== Work instructions ==
Return each record shown beneath, word for word.

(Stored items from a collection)
Content starts

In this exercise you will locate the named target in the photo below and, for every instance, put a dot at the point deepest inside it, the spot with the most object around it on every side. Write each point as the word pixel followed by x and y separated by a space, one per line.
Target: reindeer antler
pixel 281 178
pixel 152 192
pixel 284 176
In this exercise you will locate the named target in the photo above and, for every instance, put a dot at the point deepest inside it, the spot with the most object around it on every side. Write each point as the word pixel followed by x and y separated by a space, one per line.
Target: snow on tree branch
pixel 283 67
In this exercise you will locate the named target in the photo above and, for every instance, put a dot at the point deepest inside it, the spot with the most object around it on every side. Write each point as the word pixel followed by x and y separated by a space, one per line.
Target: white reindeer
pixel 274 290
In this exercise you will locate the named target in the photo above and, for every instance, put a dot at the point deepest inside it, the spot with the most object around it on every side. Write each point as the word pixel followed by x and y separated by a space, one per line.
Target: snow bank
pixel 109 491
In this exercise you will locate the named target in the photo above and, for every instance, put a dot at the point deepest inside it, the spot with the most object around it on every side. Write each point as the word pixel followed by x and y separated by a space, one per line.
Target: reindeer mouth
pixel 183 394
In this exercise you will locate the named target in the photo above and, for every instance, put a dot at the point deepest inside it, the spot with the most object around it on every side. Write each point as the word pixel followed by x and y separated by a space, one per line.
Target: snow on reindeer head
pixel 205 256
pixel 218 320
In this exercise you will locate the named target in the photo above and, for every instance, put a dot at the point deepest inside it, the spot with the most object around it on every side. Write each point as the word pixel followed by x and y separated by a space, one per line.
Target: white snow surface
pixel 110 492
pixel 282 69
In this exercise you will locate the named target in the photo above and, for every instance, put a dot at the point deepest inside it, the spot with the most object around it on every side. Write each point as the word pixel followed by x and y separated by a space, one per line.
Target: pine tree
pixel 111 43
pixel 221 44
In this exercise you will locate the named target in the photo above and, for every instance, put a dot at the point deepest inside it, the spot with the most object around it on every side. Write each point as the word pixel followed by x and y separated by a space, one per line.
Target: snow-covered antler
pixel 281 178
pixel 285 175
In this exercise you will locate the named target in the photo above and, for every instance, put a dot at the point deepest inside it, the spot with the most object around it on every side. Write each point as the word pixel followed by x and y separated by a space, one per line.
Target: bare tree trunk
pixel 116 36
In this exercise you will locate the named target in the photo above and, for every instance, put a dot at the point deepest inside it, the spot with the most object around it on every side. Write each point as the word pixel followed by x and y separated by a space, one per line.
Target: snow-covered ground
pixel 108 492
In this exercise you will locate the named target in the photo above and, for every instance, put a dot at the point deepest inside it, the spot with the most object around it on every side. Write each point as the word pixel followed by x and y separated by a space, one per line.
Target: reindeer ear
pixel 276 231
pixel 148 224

Content ends

== Your response ==
In this exercise you will locate the named target in the photo below and, for every instance, put a dot at the point deepest inside it, the spot with the most object around it on every side. Write each point as the word pixel followed by x and y separated by a space, one per line.
Target: reindeer antler
pixel 281 178
pixel 152 192
pixel 284 176
In this exercise you will locate the named target in the photo above and, for every instance, put a dot at the point deepest inside it, the spot with the most object around it on every side. Write each point as the word pixel followed by x and y separated by a space, one per line.
Target: snow on tree branch
pixel 283 67
In this exercise you will locate the named target in the photo above and, for every instance, put a dot at the point deepest inside it, the spot with the most object around it on every side. Write each point as the word pixel followed by x and y separated by a space, one per line.
Target: white reindeer
pixel 274 290
In this exercise you will locate the named target in the photo above and, for every instance, put a dot at the point deepest inside it, the spot with the most object around it on every side. Write each point as the word pixel followed by x and y separated by a space, one per line.
Target: snow bank
pixel 109 491
In this exercise you will locate the named target in the photo above and, for every instance, put a dot at the point deepest inside it, the spot with the most object around it on every side. Write each point as the word pixel followed by x and y separated by a space, one per line.
Target: reindeer mouth
pixel 183 394
In this exercise you will locate the named target in the photo above and, for every instance, put a dot at the point deepest inside it, the spot with the most object around it on every side. Write each point as the word pixel followed by x and y separated by a space, one per line.
Target: snow on reindeer head
pixel 205 256
pixel 218 320
In this exercise you will locate the named target in the photo above and, for every instance, put a dot at the point deepest inside it, the spot with the most object around it on every side. Write each point as the word pixel followed by x and y separated by a space, one per line.
Target: white snow surface
pixel 110 492
pixel 282 69
In this exercise you will locate the named target in the photo above and, for every instance, put a dot at the point deepest inside it, the spot with the most object around it on every side. Write each point as the word pixel followed by x and y separated by a space, one per line.
Target: pine tree
pixel 111 43
pixel 221 44
In this exercise you will locate the named target in the photo above and, for every instance, put a dot at the point deepest inside it, the spot with the most object around it on every side. Write each point as the word pixel followed by x and y separated by a space, one per line.
Target: snow-covered antler
pixel 281 178
pixel 285 175
In this exercise you will locate the named target in the photo above and, for every instance, put a dot at the point deepest inside it, the spot with the most object around it on every side. Write each point as the word pixel followed by x and y separated by a space, one per line.
Target: bare tree trunk
pixel 116 36
In this exercise you will locate the named target in the photo above and, for every instance, put a dot at the point deepest inside it, the spot with the most object around it on every side. Write each point as the word pixel followed by x and y separated by a space, one per line.
Target: snow-covered ground
pixel 108 492
In this exercise you will locate the named target in the photo above and, for every instance, put a dot at the point deepest inside it, the spot with the most object around it on every side. Write each point as the word pixel followed by x and y separated by a space, one per line.
Target: reindeer ear
pixel 276 231
pixel 148 224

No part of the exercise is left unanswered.